[Records shown — start]
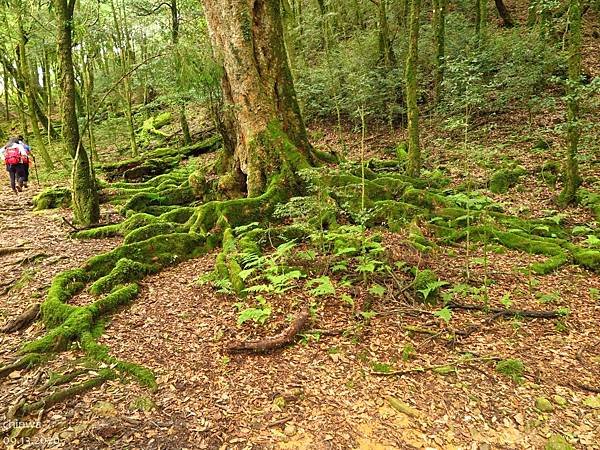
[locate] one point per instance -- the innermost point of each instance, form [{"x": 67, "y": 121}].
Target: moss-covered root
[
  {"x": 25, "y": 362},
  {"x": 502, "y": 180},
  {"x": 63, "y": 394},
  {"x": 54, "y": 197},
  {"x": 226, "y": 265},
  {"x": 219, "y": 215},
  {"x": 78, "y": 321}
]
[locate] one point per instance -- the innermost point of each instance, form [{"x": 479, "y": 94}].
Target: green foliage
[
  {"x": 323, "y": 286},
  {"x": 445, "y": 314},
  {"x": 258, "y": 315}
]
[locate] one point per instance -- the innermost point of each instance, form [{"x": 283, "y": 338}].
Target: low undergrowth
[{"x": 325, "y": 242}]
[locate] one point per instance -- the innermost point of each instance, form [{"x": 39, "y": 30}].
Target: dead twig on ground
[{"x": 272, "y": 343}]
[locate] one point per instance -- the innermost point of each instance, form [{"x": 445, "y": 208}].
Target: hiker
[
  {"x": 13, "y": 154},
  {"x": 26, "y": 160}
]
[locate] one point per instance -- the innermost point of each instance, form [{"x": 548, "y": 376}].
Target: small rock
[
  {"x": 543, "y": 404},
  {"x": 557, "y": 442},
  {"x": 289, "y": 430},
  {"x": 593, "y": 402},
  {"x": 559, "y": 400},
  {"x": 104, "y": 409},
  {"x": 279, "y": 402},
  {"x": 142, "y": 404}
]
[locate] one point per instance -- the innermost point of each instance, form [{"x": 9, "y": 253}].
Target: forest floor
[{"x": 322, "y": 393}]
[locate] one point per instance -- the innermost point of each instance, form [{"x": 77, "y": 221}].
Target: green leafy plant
[Records shown — finish]
[Records shown — start]
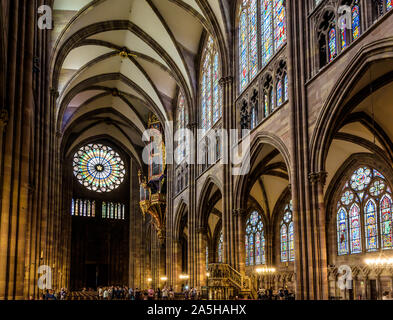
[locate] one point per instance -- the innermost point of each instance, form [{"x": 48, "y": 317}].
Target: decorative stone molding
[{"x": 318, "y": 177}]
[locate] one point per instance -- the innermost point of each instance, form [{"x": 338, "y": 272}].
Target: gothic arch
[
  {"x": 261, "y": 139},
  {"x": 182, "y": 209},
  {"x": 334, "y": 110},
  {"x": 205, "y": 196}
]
[Records shown — finish]
• [Task instructions] Filter the listing for the word "form" and copy each line that has it.

• [Exercise solution]
[locate] one point per instance -- the innermost point of each instance, form [{"x": 67, "y": 121}].
[locate] one point per instance -- the innermost point of each instance, form [{"x": 479, "y": 94}].
[locate] one point per instance -- the innermost point of each instance, form [{"x": 283, "y": 338}].
[locate] one point per instance -- the innermost point of each instance, form [{"x": 39, "y": 30}].
[locate] one point per instance -- the innermost point of each instance, form [{"x": 445, "y": 208}].
[locate] one point per instance -- the innermost point of each instance, form [{"x": 548, "y": 376}].
[locate] one point per instance -- the innermost point of each instance, form [{"x": 9, "y": 253}].
[locate] one point per instance -- the innermost point of each instance, form [{"x": 77, "y": 221}].
[locate] one point per instance -- the innermost point of each instance, form [{"x": 48, "y": 317}].
[locate] one point per instance -- the innermost point of each instance, form [{"x": 338, "y": 272}].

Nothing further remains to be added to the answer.